Retype the records word for word, from the line containing "of the blossom" up to and including the last line of the records.

- **Provided material**

☆ ☆ ☆

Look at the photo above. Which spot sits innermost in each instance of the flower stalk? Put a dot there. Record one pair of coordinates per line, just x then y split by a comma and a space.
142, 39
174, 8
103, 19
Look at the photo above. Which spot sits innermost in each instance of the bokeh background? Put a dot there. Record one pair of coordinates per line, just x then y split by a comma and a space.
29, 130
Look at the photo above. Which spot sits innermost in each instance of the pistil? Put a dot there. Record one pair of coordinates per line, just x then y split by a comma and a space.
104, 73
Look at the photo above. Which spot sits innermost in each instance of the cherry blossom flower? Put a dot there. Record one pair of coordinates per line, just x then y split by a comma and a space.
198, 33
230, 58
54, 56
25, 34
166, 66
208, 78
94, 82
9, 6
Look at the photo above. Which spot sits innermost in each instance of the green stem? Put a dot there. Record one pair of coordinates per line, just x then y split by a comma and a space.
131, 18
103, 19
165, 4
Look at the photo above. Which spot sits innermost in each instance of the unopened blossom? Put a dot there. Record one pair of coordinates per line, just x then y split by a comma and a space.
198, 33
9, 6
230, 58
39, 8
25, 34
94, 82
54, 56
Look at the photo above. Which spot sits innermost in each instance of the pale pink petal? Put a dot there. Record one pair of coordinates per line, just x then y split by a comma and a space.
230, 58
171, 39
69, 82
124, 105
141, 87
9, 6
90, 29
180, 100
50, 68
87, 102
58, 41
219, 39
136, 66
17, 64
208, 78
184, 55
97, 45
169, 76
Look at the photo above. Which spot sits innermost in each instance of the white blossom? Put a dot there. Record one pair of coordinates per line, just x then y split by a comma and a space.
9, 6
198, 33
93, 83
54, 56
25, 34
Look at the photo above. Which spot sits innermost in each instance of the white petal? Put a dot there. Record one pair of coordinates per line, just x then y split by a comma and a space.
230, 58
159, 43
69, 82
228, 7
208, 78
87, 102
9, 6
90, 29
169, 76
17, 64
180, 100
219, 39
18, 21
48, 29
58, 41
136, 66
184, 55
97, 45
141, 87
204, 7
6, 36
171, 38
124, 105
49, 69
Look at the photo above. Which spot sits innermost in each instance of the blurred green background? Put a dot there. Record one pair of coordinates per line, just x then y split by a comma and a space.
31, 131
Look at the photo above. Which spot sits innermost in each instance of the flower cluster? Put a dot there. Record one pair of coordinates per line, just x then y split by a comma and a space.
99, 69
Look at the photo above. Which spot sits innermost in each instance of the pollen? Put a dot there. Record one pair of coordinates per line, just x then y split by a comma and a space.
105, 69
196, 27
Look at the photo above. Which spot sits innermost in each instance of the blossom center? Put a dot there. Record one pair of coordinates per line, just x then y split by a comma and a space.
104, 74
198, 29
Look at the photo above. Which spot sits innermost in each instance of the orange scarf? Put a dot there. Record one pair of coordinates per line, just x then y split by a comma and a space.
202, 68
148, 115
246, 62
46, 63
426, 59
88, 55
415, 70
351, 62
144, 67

☆ ☆ ☆

- **Right answer**
Look at the photo above. Which spot sits innermost in each instance of the blossom center? Put a dot there. Record one pair of coordinates per line, just x then y split by a comma and a space.
104, 74
198, 29
Look at the photo above. Which spot sits innermost in each instance of the orange scarf? Put a dot there. Record one pair of coordinates per line, just x then y split by a comma and a space.
202, 68
148, 115
246, 62
46, 63
426, 59
88, 55
415, 70
351, 62
144, 67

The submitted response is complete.